#### [BRIEF]
For this exercise, output the line containing "Spot the distant" and all lines after it to the end of the records, exactly, with no other content.

⁂

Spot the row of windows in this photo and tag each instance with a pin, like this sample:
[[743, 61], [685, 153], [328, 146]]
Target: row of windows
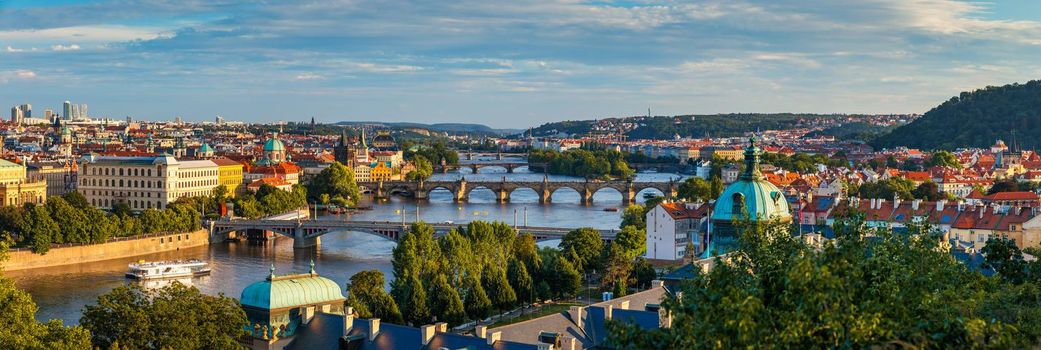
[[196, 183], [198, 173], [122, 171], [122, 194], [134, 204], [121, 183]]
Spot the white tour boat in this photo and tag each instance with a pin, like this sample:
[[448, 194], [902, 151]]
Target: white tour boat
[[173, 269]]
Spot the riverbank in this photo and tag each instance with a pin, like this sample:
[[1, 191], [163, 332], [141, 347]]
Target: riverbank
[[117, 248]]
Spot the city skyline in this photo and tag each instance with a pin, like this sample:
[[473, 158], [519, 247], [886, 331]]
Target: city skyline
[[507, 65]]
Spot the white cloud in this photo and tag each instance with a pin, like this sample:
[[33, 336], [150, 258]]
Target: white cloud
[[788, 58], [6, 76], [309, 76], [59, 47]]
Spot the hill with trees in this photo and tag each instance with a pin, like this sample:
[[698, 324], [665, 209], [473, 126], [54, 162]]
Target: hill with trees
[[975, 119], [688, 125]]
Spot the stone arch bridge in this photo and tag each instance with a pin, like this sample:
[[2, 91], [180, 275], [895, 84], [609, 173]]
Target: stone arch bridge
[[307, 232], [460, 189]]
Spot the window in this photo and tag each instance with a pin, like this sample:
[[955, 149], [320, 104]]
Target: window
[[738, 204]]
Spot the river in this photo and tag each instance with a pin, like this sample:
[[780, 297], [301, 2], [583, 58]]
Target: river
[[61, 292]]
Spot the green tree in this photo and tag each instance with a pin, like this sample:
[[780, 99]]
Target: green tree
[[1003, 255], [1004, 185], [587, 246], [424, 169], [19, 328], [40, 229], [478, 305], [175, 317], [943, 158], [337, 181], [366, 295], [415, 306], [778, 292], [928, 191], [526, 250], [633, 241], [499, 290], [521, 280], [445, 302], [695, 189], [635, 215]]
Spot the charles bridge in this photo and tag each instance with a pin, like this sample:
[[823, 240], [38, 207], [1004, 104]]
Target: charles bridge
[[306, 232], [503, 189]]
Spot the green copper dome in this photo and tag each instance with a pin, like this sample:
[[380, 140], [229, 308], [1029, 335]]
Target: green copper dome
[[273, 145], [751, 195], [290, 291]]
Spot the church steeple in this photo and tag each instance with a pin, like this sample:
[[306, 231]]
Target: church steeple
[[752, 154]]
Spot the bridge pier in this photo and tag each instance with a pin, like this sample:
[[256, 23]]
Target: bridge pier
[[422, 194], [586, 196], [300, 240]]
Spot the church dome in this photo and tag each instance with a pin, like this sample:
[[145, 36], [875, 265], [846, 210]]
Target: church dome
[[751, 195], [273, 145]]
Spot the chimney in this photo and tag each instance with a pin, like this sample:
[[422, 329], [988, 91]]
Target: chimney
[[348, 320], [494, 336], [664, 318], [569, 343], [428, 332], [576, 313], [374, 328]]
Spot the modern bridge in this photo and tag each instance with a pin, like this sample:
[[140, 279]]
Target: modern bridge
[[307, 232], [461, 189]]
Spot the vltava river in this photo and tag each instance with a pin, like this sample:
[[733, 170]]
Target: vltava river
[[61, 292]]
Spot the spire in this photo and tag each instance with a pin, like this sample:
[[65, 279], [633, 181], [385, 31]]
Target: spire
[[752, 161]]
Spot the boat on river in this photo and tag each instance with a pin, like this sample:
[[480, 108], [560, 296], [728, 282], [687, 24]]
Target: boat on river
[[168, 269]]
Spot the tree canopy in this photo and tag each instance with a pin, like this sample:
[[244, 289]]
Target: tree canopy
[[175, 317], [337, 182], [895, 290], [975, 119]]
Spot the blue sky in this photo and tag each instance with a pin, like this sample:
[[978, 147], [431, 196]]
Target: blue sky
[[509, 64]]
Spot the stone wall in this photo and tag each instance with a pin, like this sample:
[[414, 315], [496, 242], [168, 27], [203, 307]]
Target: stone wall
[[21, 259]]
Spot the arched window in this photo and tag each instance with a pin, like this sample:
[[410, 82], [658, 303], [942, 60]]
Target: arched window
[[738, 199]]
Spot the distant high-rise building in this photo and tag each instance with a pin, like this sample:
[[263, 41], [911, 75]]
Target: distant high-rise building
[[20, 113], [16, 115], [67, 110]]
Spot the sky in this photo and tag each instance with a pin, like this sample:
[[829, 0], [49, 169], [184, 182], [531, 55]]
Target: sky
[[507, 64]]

⁂

#### [REPLY TO THE TASK]
Spot the distant high-rise building in this photo and tag each instance with a pin, like this sample:
[[263, 41], [911, 75]]
Target: distant high-rise building
[[20, 113], [16, 115], [67, 110]]
Spot the sky in this photo and tag each instance with a pin, like this sample:
[[829, 0], [49, 169], [184, 182], [531, 55]]
Target: sky
[[507, 64]]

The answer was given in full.